#### [Instruction]
Put every line of the items below into a numbered list, omitting blank lines and leaving the pictures out of your answer.

(Stored data entries)
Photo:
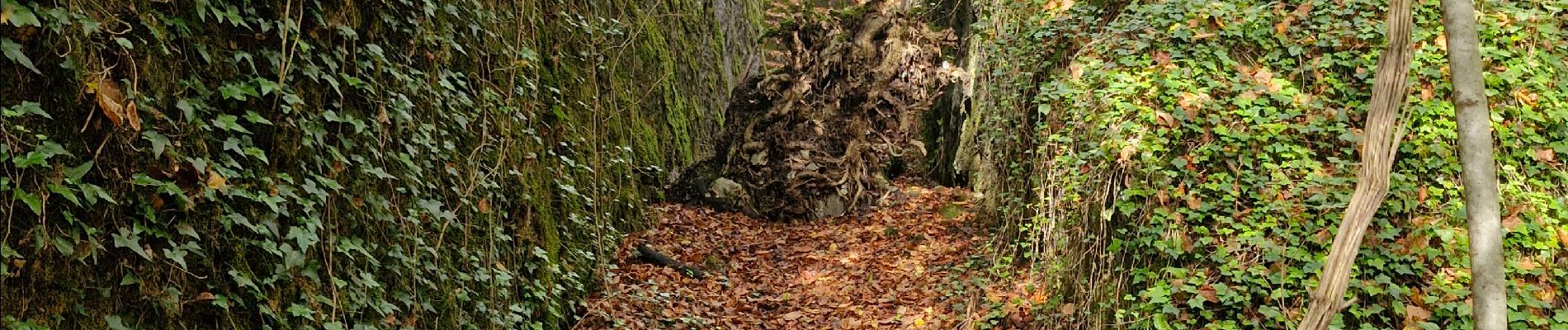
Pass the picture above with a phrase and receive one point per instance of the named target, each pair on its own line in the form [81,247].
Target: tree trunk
[1377,160]
[1479,167]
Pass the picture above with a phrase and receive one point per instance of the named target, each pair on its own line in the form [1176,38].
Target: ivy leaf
[158,141]
[27,108]
[15,54]
[186,108]
[177,255]
[300,310]
[229,122]
[74,174]
[66,193]
[8,252]
[254,118]
[115,323]
[132,241]
[40,155]
[19,16]
[33,202]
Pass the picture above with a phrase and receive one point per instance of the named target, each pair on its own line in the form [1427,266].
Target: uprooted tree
[831,122]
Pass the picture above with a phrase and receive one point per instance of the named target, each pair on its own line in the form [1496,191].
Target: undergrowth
[1191,160]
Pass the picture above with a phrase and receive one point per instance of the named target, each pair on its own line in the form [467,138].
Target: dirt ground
[894,268]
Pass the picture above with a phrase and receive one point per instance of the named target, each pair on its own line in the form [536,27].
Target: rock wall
[342,165]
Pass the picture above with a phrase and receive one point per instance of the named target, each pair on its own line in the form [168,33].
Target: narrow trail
[894,268]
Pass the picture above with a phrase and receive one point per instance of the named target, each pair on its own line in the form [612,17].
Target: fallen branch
[1379,149]
[654,257]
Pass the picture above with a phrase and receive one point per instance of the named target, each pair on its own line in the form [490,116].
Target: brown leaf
[1207,293]
[1162,59]
[1165,120]
[111,101]
[1415,314]
[217,182]
[1510,223]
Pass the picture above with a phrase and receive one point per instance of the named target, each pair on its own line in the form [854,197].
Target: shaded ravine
[890,268]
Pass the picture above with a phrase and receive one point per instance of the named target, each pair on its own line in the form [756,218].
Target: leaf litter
[881,270]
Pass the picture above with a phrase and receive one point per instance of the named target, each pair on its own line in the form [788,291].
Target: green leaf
[74,174]
[300,310]
[188,230]
[158,141]
[15,54]
[254,118]
[132,241]
[40,155]
[66,193]
[27,108]
[115,323]
[177,255]
[21,16]
[63,246]
[186,108]
[229,122]
[8,252]
[33,202]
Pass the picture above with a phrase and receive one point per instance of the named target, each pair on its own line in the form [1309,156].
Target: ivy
[333,165]
[1219,141]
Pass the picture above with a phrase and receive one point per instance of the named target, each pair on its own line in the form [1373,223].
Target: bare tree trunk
[1383,132]
[1481,169]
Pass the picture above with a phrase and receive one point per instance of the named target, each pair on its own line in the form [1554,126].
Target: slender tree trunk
[1377,160]
[1481,169]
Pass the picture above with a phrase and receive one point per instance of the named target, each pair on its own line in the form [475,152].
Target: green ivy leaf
[132,241]
[27,108]
[177,255]
[158,141]
[33,202]
[21,16]
[229,122]
[15,54]
[40,155]
[300,310]
[74,174]
[115,323]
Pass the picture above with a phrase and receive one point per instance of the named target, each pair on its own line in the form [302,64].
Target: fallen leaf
[217,182]
[1510,223]
[1207,293]
[111,101]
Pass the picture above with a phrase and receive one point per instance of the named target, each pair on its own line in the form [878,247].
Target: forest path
[899,266]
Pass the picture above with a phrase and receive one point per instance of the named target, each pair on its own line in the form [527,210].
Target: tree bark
[1379,149]
[1479,167]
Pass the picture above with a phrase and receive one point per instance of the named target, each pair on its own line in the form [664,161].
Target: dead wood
[817,134]
[1383,130]
[659,258]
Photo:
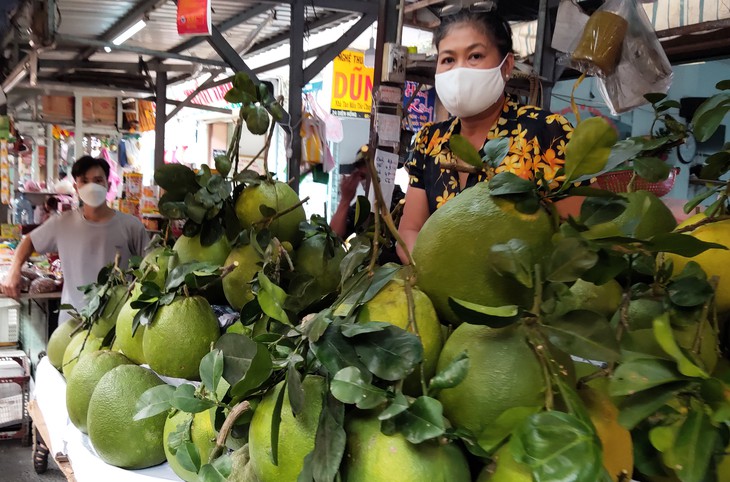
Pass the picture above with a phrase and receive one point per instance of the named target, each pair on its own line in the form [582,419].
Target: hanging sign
[422,108]
[193,17]
[4,173]
[352,86]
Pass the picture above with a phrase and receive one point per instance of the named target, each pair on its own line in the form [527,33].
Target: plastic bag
[598,49]
[644,67]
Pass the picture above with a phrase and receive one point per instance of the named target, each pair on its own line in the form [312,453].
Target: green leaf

#### [Problem solution]
1. Photo:
2. Pass the picture above with a phrase and receive one point per instance of the named target, each pair on its own line in the form [81,247].
3. Target: tree trunk
4. [1377,160]
5. [1479,167]
6. Pass the picture above with a phrase and receive one point per instance of the named target, each pair on its own line in the form [1176,38].
7. Target: ivy leaf
8. [158,141]
9. [27,108]
10. [15,54]
11. [186,108]
12. [177,255]
13. [300,310]
14. [229,122]
15. [74,174]
16. [66,193]
17. [8,252]
18. [254,118]
19. [115,323]
20. [132,241]
21. [40,155]
22. [19,16]
23. [33,202]
24. Pass the picture above with a phrase and receive one point per instance of the named target, each pair on its own line in the form [1427,266].
25. Target: uprooted tree
26. [831,122]
27. Pass the picture above with a phrase and receive one point per instance of the named target, each pair on its own line in the form [1496,191].
28. Target: undergrowth
29. [1191,160]
30. Pass the picture above with a phrase and receive one point per instance of the named target, each pair on its own line in the form [467,138].
31. Target: dirt ground
32. [894,268]
33. Pass the picture above with a phrase and receive one point per instance of the named target, each pair on its own line in the form [536,27].
34. Target: rock wall
35. [342,165]
36. Pass the picture above with a phrase and receive one point per instance of the named target, each pair on its own line in the form [168,33].
37. Target: narrow trail
38. [894,268]
39. Pass the picture above with a phrase and receive one point per instance of the named target, each pair on its own line in the form [612,17].
40. Target: fallen branch
41. [1379,149]
42. [654,257]
43. Pass the picture above with a phrase and receive one point per instance of the named target, each pair on its own line in the form [490,116].
44. Target: brown leaf
45. [1207,293]
46. [1162,59]
47. [1165,120]
48. [111,101]
49. [1415,314]
50. [217,182]
51. [1510,223]
52. Pass the picture above with a phrase and receive one point per instance of the named target, each pair on its own line in the form [854,197].
53. Target: shaded ravine
54. [890,268]
55. Pass the picture above with a phrase and receive one point per instance of the named target, each pair on its own line in the form [756,218].
56. Target: leaf litter
57. [881,270]
58. Pass the picture above with a phrase and receive one point per instance of the named target, each pair on its own line in the form [788,291].
59. Target: green leaf
60. [74,174]
61. [300,310]
62. [188,230]
63. [158,141]
64. [15,54]
65. [254,118]
66. [132,241]
67. [40,155]
68. [66,193]
69. [27,108]
70. [115,323]
71. [177,255]
72. [21,16]
73. [63,246]
74. [186,108]
75. [229,122]
76. [8,252]
77. [33,202]
78. Pass the picture above with a phrase and receive one point per instance of the named target, each pair on its own line in the form [1309,156].
79. Target: ivy
80. [333,165]
81. [1219,141]
82. Pass the picture above with a phrase and receive one point per instance of the named target, each pair on its own line in the form [1373,223].
83. Target: bare tree trunk
84. [1383,132]
85. [1481,169]
86. Pass the picture above with a phrase and receive one point per instance of the named target, each pair on its own line in the form [1554,126].
87. Target: slender tree trunk
88. [1377,160]
89. [1481,169]
90. Pass the picture above with a phrase and receive one point per instance of the named target, each pair on its own line in the form [475,152].
91. Target: green ivy leaf
92. [132,241]
93. [27,108]
94. [177,255]
95. [158,141]
96. [33,202]
97. [21,16]
98. [229,122]
99. [15,54]
100. [40,155]
101. [300,310]
102. [74,174]
103. [115,323]
104. Pass the picture above with a phrase and receive one point per instance of the named target, each pair on its own line in the form [302,64].
105. Target: fallen leaf
106. [217,182]
107. [1510,223]
108. [1207,293]
109. [111,101]
110. Pass the picture above with a phrase and receive one point per instance of the named target, each pair on its own line in the form [878,247].
111. Target: forest path
112. [899,266]
113. Pass the picture above with a phrase and receive one point per instance of the named target, each pair on its own line in the form [527,210].
114. Target: tree bark
115. [1379,149]
116. [1479,167]
117. Pass the picture above with a phrase and receive one point per instance of the named target, each pair on its own line in the form [664,161].
118. Target: dead wood
119. [817,134]
120. [1383,130]
121. [659,258]
122. Photo:
123. Pass the picture above with a phrase and receive one point per instance of the named target, each pair on its own line in the form [582,419].
124. Target: hanging sign
125. [422,108]
126. [193,17]
127. [4,173]
128. [352,86]
129. Pass the picture above with a phrase and receive one point per instance of the named target, each pair on its own line in the form [527,33].
130. Target: plastic bag
131. [598,49]
132. [644,67]
133. Pass the picture above with a phrase and receive one point per instance of the named target, each pair on its own line in the form [312,453].
134. Target: green leaf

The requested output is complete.